# [BAGIAN TEKS]
%%
Setiap keluarga memiliki cara untuk menyelesaikan masalahnya
masing-masing. Apabila masalah diselesaikan secara baik dan sehat maka setiap
anggota keluarga akan mendapatkan pelajaran yang berharga yaitu menyadari dan
mengerti perasaan, kepribadian dan pengendalian emosi tiap anggota keluarga
sehingga terwujudlah kebahagiaan dalam keluarga. Penyelesaian konflik secara
sehat terjadi bila masing-masing anggota keluarga tidak mengedepankan
kepentingan pribadi, mencari akar permasalahan dan membuat solusi yang
sama-sama menguntungkan anggota keluarga melalui komunikasi yang baik dan
lancar. Disisi lain, apabila konflik diselesaikan secara tidak sehat maka
konflik akan semakin sering terjadi dalam keluarga.
%%
Baris data:
%%
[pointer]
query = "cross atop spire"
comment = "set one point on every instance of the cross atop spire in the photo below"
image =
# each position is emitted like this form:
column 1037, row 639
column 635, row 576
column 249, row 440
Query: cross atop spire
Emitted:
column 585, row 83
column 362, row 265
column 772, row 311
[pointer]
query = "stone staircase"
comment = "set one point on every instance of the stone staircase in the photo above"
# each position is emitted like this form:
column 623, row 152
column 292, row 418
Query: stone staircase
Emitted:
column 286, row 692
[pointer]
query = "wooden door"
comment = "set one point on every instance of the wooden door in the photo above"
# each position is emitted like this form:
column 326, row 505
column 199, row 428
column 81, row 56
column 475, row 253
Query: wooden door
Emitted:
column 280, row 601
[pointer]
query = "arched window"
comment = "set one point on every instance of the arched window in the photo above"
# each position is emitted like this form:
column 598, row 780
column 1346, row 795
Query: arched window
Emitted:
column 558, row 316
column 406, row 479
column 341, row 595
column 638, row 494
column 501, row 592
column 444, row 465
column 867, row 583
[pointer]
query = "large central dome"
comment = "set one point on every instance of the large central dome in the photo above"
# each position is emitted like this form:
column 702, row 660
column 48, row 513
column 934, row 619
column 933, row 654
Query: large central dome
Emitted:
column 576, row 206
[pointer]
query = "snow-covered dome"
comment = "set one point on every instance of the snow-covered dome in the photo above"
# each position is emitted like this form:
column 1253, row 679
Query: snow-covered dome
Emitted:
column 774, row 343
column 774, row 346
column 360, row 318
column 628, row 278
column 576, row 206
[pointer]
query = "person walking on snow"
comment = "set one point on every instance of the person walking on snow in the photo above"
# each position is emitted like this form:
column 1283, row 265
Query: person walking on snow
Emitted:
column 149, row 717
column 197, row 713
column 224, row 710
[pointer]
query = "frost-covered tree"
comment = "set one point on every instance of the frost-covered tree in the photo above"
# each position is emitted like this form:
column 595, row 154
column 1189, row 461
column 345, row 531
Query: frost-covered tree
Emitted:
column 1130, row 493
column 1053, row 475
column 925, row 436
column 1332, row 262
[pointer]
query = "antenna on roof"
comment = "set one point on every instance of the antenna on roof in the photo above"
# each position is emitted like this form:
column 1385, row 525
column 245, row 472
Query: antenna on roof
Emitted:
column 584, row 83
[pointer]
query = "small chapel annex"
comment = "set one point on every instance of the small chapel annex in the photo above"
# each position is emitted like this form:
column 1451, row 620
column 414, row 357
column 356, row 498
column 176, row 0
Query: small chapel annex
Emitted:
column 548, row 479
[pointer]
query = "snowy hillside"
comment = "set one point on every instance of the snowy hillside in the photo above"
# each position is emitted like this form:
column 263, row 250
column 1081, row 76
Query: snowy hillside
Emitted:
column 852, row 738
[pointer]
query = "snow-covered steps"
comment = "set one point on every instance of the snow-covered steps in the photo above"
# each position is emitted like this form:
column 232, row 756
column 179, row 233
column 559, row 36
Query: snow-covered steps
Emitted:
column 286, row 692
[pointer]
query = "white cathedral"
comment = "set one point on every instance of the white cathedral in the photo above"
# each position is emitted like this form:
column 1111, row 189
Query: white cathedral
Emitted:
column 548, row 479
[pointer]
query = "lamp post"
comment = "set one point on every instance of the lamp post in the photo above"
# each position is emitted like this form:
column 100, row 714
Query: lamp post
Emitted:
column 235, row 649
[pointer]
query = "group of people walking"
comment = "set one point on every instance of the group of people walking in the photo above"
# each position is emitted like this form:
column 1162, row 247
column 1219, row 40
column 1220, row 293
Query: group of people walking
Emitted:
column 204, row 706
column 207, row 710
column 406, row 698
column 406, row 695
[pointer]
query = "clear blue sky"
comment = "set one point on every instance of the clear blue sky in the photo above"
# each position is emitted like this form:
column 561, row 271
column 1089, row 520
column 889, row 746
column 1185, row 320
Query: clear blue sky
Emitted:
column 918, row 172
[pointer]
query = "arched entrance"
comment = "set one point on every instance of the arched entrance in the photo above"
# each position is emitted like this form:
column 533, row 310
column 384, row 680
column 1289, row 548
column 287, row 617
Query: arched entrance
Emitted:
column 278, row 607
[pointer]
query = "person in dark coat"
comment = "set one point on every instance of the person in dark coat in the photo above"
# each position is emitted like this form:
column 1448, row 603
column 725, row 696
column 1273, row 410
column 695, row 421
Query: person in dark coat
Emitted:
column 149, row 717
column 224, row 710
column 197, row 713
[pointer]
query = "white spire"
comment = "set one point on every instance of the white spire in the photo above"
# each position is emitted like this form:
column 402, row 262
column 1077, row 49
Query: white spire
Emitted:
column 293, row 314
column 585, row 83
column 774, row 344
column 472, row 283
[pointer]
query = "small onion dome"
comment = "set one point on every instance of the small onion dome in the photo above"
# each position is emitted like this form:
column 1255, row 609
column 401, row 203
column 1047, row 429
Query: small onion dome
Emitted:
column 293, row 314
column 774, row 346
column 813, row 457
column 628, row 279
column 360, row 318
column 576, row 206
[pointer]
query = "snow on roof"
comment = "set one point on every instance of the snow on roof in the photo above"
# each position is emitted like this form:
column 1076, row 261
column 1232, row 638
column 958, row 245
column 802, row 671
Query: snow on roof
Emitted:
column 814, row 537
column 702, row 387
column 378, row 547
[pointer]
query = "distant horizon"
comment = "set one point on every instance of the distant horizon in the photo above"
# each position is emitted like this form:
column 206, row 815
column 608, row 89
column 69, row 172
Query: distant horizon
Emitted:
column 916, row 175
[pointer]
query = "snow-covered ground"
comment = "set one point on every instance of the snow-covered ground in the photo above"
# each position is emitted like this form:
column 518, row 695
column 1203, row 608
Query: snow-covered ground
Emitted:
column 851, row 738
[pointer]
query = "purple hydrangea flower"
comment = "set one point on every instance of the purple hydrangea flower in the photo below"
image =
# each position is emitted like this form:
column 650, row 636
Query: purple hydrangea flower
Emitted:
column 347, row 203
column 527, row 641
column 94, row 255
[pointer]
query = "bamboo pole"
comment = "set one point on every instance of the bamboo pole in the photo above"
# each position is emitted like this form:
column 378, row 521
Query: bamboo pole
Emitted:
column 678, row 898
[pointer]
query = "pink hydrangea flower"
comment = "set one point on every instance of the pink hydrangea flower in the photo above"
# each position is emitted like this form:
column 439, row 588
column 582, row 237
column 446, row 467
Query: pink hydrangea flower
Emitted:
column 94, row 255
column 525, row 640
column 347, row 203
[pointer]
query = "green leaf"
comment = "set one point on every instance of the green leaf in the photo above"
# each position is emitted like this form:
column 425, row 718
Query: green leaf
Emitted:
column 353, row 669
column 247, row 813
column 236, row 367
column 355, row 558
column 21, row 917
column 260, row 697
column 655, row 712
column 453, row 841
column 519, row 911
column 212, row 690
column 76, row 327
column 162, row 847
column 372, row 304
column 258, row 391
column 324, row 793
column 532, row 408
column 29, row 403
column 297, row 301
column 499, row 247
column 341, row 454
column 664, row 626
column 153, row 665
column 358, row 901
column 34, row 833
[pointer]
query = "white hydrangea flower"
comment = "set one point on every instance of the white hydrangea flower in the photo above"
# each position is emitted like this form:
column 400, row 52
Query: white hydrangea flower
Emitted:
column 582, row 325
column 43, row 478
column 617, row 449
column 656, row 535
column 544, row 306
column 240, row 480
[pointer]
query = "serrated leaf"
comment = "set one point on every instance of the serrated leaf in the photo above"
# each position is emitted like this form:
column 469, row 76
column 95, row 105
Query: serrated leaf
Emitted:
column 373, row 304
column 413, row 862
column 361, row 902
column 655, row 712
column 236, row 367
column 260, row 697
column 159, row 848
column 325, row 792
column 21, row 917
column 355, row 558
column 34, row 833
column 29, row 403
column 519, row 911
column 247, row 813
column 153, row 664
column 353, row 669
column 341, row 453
%%
# [TUGAS YANG DIKERJAKAN]
**1.** Jawablah pertanyaan berikut berdasarkan teks tentang penyelesaian konflik keluarga.
(a) Pelajaran berharga apa yang didapat setiap anggota keluarga bila masalah diselesaikan secara baik dan sehat?
(b) Apa akibatnya bila konflik diselesaikan secara tidak sehat?
(c) Melalui apa solusi yang sama-sama menguntungkan anggota keluarga dibuat?
**2.** Sebutkan semua hal yang harus dilakukan anggota keluarga agar penyelesaian konflik berlangsung sehat menurut teks tentang penyelesaian konflik keluarga.
**3.** Lanjutkan teks tentang penyelesaian konflik keluarga setelah kalimat terakhirnya.

# [JAWABAN]
**1.**
(a) Mereka menyadari dan mengerti perasaan, kepribadian, dan pengendalian emosi tiap anggota keluarga.
(b) Konflik akan semakin sering terjadi dalam keluarga.
(c) Melalui komunikasi yang baik dan lancar.

**2.**
- Tidak mengedepankan kepentingan pribadi
- Mencari akar permasalahan
- Membuat solusi yang sama-sama menguntungkan anggota keluarga melalui komunikasi yang baik dan lancar

**3.**
Penyelesaian masalah dilakukan dengan marah yang
berlebih-lebihan, hentakan-hentakan fisik sebagai pelampiasan kemarahan,
teriakan dan makian maupun ekspresi wajah menyeramkan. Terkadang muncul
perilaku seperti menyerang, memaksa, mengancam atau melakukan kekerasan fisik.
Perilaku seperti ini dapat dikatakan pada tindakan kekerasan dalam rumah tangga
(KDRT) yang diartikan setiap perbuatan terhadap seseorang terutama
perempuan, yang berakibat timbulnya kesengsaraan atau penderitaan secara fisik,
seksual, psikologis, dan/atau penelantaran rumah tangga termasuk ancaman untuk
melakukan perbuatan, pemaksaan, atau perampasan kemerdekaan secara melawan
hukum dalam lingkup rumah tangga.
B.
Rumusan Masalah
Adapun rumusan masalah dari makalah di atas adalah
1. Apa yang dimaksud dengan Kekerasan
dalam Rumah Tangga ?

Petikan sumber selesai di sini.